##### Trecho do texto
A demora em entender gravidade do vírus se repete

Publicação: 04/04/2020 03:00

O principal legado da gripe espanhola para o Brasil, na avaliação da historiadora da Casa de Oswaldo Cruz (COC/Fiocruz) e professora de pós-graduação em história das ciências e da saúde, Dilene do Nascimento, foi a criação, em dezembro de 1919, do Departamento Nacional de Saúde Pública (DNSP), que daria maior amplitude aos serviços sanitários federais.

Segundo a pesquisadora, além do desconhecimento sobre a doença, as instituições públicas de saúde eram precárias na época. “No Rio de Janeiro, por exemplo, o diretor de Saúde (Carlos Seidl) demorou muito para tomar medidas. Ele foi demitido e substituído por Theóphilo Torres, que procurou correr atrás e diminuir os danos, mas a epidemia já estava instalada. A transmissão foi tão rápida, que, em dois meses, morreram 15 mil pessoas no Rio de Janeiro”, conta a historiadora.
##########
> [Tarefas]:
(a) Liste todas as pessoas citadas pelo nome no texto sobre a gripe espanhola.
(b) Resuma o parágrafo do texto sobre a gripe espanhola que começa com "Segundo a pesquisadora", mantendo os fatos principais.
(c) Retome o texto sobre a gripe espanhola logo após a última frase apresentada.
##### Registros
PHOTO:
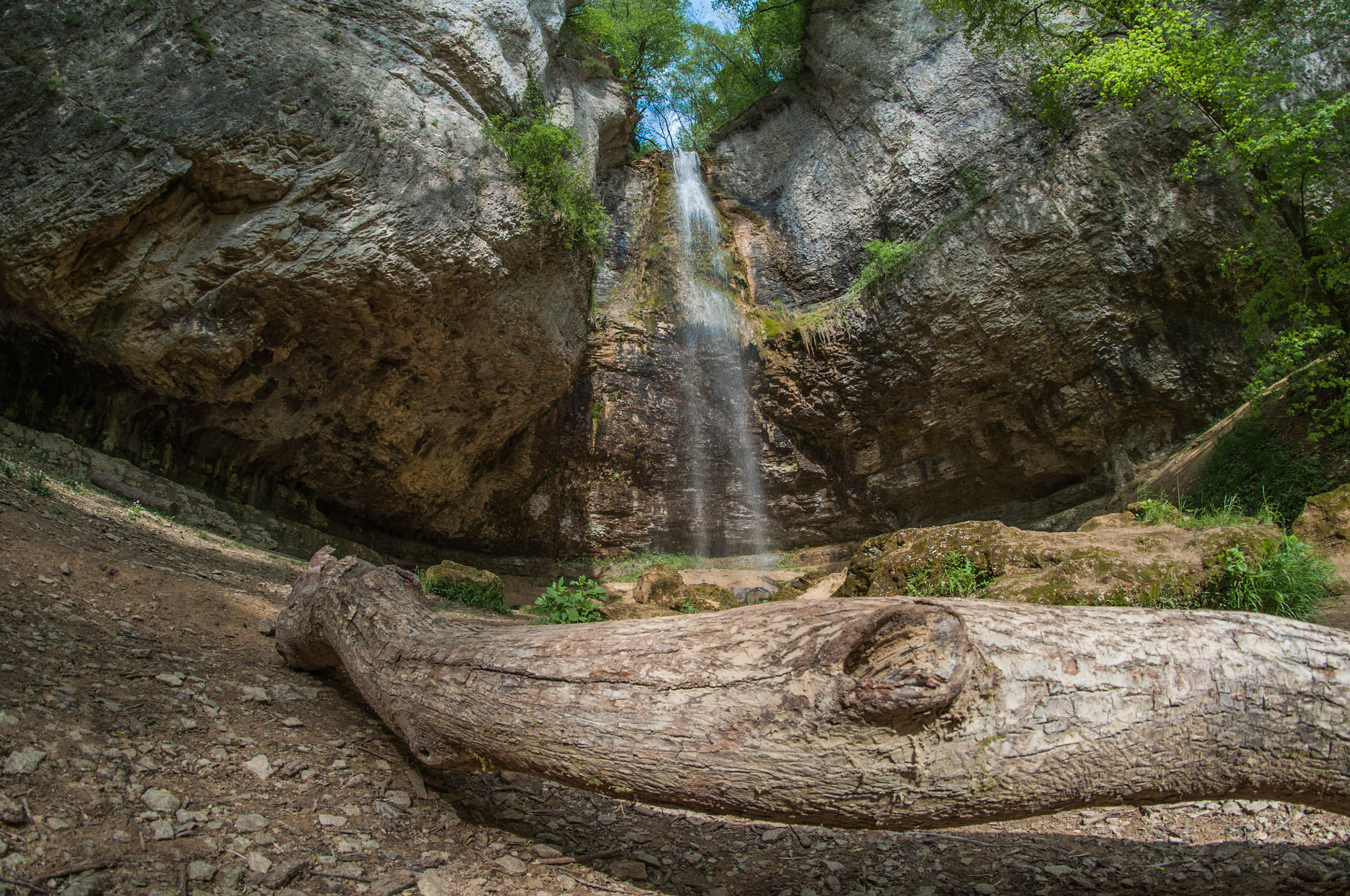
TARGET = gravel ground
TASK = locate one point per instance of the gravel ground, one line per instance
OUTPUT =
(153, 744)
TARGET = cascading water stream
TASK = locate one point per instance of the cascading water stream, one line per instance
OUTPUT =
(717, 401)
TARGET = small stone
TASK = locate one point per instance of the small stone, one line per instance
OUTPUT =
(11, 813)
(438, 883)
(515, 866)
(250, 822)
(92, 884)
(23, 762)
(161, 800)
(628, 870)
(260, 766)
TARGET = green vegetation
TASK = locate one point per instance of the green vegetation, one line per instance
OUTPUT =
(630, 569)
(954, 576)
(1244, 80)
(688, 77)
(469, 594)
(578, 601)
(542, 153)
(1291, 582)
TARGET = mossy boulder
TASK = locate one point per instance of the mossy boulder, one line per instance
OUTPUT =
(1326, 518)
(450, 573)
(1115, 562)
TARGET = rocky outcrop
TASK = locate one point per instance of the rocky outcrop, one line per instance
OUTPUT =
(1061, 324)
(264, 248)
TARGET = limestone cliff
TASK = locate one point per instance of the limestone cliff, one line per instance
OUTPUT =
(1063, 322)
(262, 247)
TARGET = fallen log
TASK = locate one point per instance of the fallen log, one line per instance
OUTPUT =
(890, 713)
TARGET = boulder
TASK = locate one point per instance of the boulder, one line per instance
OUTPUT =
(1115, 563)
(1326, 518)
##########
> [Respostas por tarefa]:
(a)
Dilene do Nascimento
Carlos Seidl
Theóphilo Torres

(b) Segundo a historiadora, além do desconhecimento sobre a doença, as instituições públicas de saúde eram precárias. No Rio de Janeiro, o diretor de Saúde, Carlos Seidl, demorou a tomar medidas. Ele foi demitido e substituído por Theóphilo Torres, que tentou reduzir os danos, mas a epidemia já estava instalada. Em dois meses, morreram 15 mil pessoas na cidade.

(c)
Em alguns lugares do mundo, a demora em entender a gravidade de um novo vírus que já estava circulando foi um erro repetido em 2020. Na  China, até 23 de janeiro só  14% tinham sido identificados.

“Hoje, existe a recomendação para ficar em casa. Na época, não houve. Em 1918 não havia pessoas nas ruas não porque houve medida das autoridades de saúde pública. A professora, a diretora, o coveiro haviam morrido. O cenário era dramático. Pessoas não podiam enterrar seus entes e colocavam os corpos na porta de casa para carrocinha passar e levar para enterro em vala comum”, afirma.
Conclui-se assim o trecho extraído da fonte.